begin PROVIDED DATA

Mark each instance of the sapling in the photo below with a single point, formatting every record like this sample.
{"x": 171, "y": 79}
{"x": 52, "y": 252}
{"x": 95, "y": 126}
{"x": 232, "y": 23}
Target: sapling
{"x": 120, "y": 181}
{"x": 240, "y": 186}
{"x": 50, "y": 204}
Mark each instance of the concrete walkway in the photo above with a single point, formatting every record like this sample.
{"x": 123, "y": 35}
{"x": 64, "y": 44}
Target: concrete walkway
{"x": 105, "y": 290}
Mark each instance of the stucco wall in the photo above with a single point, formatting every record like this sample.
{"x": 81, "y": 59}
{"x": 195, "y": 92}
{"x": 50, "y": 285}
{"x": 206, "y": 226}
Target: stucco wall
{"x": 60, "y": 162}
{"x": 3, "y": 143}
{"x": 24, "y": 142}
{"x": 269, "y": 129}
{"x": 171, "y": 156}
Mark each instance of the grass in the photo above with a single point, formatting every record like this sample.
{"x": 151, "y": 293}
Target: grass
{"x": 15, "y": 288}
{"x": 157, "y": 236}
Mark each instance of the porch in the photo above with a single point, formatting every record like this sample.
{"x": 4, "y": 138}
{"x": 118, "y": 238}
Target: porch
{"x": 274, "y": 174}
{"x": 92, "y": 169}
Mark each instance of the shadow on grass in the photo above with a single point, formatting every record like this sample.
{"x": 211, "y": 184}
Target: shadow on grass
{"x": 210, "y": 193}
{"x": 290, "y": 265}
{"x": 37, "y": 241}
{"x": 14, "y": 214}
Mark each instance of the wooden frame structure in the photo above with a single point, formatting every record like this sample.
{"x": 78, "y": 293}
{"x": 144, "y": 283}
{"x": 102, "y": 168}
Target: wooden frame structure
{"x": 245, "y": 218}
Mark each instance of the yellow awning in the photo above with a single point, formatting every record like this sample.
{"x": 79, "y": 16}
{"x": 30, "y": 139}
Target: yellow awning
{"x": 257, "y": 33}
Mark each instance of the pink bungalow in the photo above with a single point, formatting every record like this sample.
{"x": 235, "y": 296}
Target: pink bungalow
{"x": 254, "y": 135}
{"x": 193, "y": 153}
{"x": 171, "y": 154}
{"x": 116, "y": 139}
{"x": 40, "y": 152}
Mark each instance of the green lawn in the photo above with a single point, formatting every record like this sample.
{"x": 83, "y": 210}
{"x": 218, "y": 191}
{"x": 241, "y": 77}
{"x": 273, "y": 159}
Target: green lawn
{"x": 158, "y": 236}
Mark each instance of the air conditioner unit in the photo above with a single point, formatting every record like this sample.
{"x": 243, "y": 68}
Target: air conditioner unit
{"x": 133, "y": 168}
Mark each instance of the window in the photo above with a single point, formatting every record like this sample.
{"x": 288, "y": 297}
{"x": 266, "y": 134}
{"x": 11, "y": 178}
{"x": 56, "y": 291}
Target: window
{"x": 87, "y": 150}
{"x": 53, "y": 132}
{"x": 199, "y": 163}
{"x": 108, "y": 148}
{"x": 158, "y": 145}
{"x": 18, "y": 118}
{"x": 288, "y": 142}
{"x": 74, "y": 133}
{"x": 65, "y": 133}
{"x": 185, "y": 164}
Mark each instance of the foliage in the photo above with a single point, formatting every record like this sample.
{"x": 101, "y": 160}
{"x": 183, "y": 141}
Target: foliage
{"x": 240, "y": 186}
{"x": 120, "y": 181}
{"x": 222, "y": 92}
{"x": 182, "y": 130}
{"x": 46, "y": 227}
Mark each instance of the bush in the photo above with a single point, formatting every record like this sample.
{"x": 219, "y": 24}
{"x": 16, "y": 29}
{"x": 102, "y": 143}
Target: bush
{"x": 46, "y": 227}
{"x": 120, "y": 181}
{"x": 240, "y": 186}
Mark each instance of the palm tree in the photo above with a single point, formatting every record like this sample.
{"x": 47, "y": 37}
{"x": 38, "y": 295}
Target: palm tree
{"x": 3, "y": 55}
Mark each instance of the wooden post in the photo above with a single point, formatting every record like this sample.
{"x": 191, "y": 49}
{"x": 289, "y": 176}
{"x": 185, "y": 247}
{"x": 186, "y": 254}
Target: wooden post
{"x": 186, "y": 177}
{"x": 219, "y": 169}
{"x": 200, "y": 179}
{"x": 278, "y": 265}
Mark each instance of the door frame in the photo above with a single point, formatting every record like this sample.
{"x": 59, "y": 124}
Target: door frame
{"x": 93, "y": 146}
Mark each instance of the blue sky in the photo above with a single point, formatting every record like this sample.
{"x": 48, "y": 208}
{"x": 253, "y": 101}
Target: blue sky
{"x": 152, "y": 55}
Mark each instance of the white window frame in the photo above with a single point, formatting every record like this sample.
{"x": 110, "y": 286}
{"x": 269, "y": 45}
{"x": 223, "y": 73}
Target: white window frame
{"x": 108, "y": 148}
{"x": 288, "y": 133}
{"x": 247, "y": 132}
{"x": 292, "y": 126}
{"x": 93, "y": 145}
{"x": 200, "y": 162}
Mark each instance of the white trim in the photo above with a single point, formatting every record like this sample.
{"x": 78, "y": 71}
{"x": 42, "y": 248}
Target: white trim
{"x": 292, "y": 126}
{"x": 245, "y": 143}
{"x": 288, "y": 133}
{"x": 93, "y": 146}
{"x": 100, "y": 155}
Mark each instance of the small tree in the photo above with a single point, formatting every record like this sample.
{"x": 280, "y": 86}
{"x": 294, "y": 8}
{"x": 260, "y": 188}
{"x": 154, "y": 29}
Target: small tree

end PROVIDED DATA

◆ **TO DO**
Turn every line of the records above into a JSON list of strings, one string per line, leaving out any blank lines.

◆ **SOLUTION FOR THIS EXERCISE**
[
  "Mark each instance of the sapling in the photo below with a single point, formatting every record like this sample.",
  "{\"x\": 171, \"y\": 79}",
  "{\"x\": 52, \"y\": 252}",
  "{\"x\": 95, \"y\": 126}",
  "{\"x\": 232, \"y\": 23}",
  "Target: sapling",
  "{\"x\": 120, \"y\": 181}",
  "{\"x\": 240, \"y\": 186}",
  "{\"x\": 50, \"y\": 204}",
  "Mark each instance of the concrete walkway in the photo above with a single point, formatting every record like this sample.",
  "{\"x\": 123, \"y\": 35}",
  "{\"x\": 64, \"y\": 44}",
  "Target: concrete walkway",
  "{\"x\": 105, \"y\": 290}",
  "Mark each instance of the stucco wall in the photo above with a single point, formatting every record like this sample.",
  "{\"x\": 81, \"y\": 59}",
  "{\"x\": 195, \"y\": 92}",
  "{\"x\": 50, \"y\": 285}",
  "{\"x\": 206, \"y\": 226}",
  "Target: stucco wall",
  "{\"x\": 60, \"y\": 162}",
  "{\"x\": 3, \"y\": 143}",
  "{\"x\": 24, \"y\": 142}",
  "{\"x\": 269, \"y\": 129}",
  "{\"x\": 171, \"y\": 156}",
  "Mark each instance of the grass in the photo above with a single point, formatting every record like this sample.",
  "{\"x\": 151, \"y\": 293}",
  "Target: grass",
  "{\"x\": 15, \"y\": 288}",
  "{\"x\": 157, \"y\": 236}",
  "Mark each instance of the porch in the photo above with a single point, formatting every record like this sample.",
  "{\"x\": 4, \"y\": 138}",
  "{\"x\": 118, \"y\": 238}",
  "Target: porch",
  "{\"x\": 274, \"y\": 174}",
  "{\"x\": 92, \"y\": 169}",
  "Mark each instance of the shadow on grass in the photo above with a single point, formatting every record like this sample.",
  "{\"x\": 211, \"y\": 184}",
  "Target: shadow on grass",
  "{\"x\": 210, \"y\": 193}",
  "{\"x\": 290, \"y\": 265}",
  "{\"x\": 37, \"y\": 241}",
  "{\"x\": 14, \"y\": 214}",
  "Mark each instance of the wooden frame structure in the photo above with a single point, formatting every record like this sample.",
  "{\"x\": 78, \"y\": 293}",
  "{\"x\": 144, \"y\": 283}",
  "{\"x\": 102, \"y\": 168}",
  "Target: wooden frame structure",
  "{\"x\": 245, \"y\": 218}",
  "Mark each instance of the yellow awning in the photo above with a single point, formatting every record like this sample.",
  "{\"x\": 79, \"y\": 16}",
  "{\"x\": 30, \"y\": 139}",
  "Target: yellow awning",
  "{\"x\": 257, \"y\": 33}",
  "Mark each instance of the pink bungalow in the photo above with a single point, formatting every record like this sample.",
  "{\"x\": 235, \"y\": 296}",
  "Target: pink bungalow",
  "{\"x\": 254, \"y\": 135}",
  "{\"x\": 193, \"y\": 153}",
  "{\"x\": 171, \"y\": 154}",
  "{\"x\": 116, \"y\": 139}",
  "{\"x\": 40, \"y\": 152}",
  "Mark each instance of the green lawn in the photo above with a single point, formatting every record like this sample.",
  "{\"x\": 83, \"y\": 210}",
  "{\"x\": 218, \"y\": 191}",
  "{\"x\": 241, \"y\": 77}",
  "{\"x\": 273, \"y\": 159}",
  "Target: green lawn",
  "{\"x\": 158, \"y\": 236}",
  "Mark each instance of the air conditioner unit in the photo above with a single point, formatting every record like this sample.",
  "{\"x\": 243, \"y\": 68}",
  "Target: air conditioner unit",
  "{\"x\": 133, \"y\": 168}",
  "Mark each instance of the window in the photo above with a single point, formatting every record like this sample.",
  "{\"x\": 288, \"y\": 297}",
  "{\"x\": 266, \"y\": 134}",
  "{\"x\": 11, \"y\": 178}",
  "{\"x\": 56, \"y\": 291}",
  "Target: window",
  "{\"x\": 87, \"y\": 150}",
  "{\"x\": 53, \"y\": 132}",
  "{\"x\": 199, \"y\": 163}",
  "{\"x\": 108, \"y\": 148}",
  "{\"x\": 158, \"y\": 145}",
  "{\"x\": 18, \"y\": 118}",
  "{\"x\": 288, \"y\": 142}",
  "{\"x\": 74, \"y\": 133}",
  "{\"x\": 65, \"y\": 133}",
  "{\"x\": 185, \"y\": 164}",
  "Mark each instance of the foliage in the photo above with a single point, formatting every record like this sample.",
  "{\"x\": 101, \"y\": 160}",
  "{\"x\": 183, \"y\": 141}",
  "Target: foliage",
  "{\"x\": 240, \"y\": 186}",
  "{\"x\": 120, \"y\": 181}",
  "{\"x\": 222, \"y\": 92}",
  "{\"x\": 182, \"y\": 130}",
  "{\"x\": 46, \"y\": 227}",
  "Mark each instance of the bush in the photo above with a single point, formatting every record like this sample.",
  "{\"x\": 219, \"y\": 24}",
  "{\"x\": 16, \"y\": 29}",
  "{\"x\": 102, \"y\": 143}",
  "Target: bush",
  "{\"x\": 46, \"y\": 227}",
  "{\"x\": 120, \"y\": 181}",
  "{\"x\": 240, \"y\": 186}",
  "Mark each instance of the palm tree in the photo above with a single point, formatting every record like this sample.",
  "{\"x\": 47, \"y\": 37}",
  "{\"x\": 38, \"y\": 295}",
  "Target: palm tree",
  "{\"x\": 3, \"y\": 55}",
  "Mark each instance of the wooden post in the photo above with a single point, formatting every record like this sample.",
  "{\"x\": 191, \"y\": 49}",
  "{\"x\": 289, \"y\": 176}",
  "{\"x\": 185, \"y\": 247}",
  "{\"x\": 186, \"y\": 254}",
  "Target: wooden post",
  "{\"x\": 186, \"y\": 177}",
  "{\"x\": 219, \"y\": 169}",
  "{\"x\": 200, \"y\": 179}",
  "{\"x\": 278, \"y\": 265}",
  "Mark each instance of the door frame in the photo above with a single point, formatting every record like this sample.",
  "{\"x\": 59, \"y\": 124}",
  "Target: door frame",
  "{\"x\": 93, \"y\": 146}",
  "Mark each instance of the blue sky in the photo above with a single point, formatting every record like this sample.",
  "{\"x\": 48, \"y\": 208}",
  "{\"x\": 253, \"y\": 101}",
  "Target: blue sky",
  "{\"x\": 152, \"y\": 55}",
  "Mark each instance of the white window frame in the photo above with a single point, formatting every record like this sample.",
  "{\"x\": 110, \"y\": 286}",
  "{\"x\": 269, \"y\": 45}",
  "{\"x\": 223, \"y\": 73}",
  "Target: white window frame",
  "{\"x\": 108, \"y\": 148}",
  "{\"x\": 288, \"y\": 133}",
  "{\"x\": 247, \"y\": 132}",
  "{\"x\": 292, \"y\": 126}",
  "{\"x\": 93, \"y\": 145}",
  "{\"x\": 200, \"y\": 162}",
  "Mark each instance of the white trim in the photo above with a single point, formatting every record like this sample.",
  "{\"x\": 78, \"y\": 71}",
  "{\"x\": 42, \"y\": 248}",
  "Target: white trim",
  "{\"x\": 292, \"y\": 126}",
  "{\"x\": 245, \"y\": 143}",
  "{\"x\": 288, \"y\": 133}",
  "{\"x\": 93, \"y\": 146}",
  "{\"x\": 100, \"y\": 155}",
  "Mark each instance of the small tree in the photo above with a single point, formatting every record like this sample.",
  "{\"x\": 280, \"y\": 86}",
  "{\"x\": 294, \"y\": 8}",
  "{\"x\": 260, \"y\": 188}",
  "{\"x\": 154, \"y\": 29}",
  "Target: small tree"
]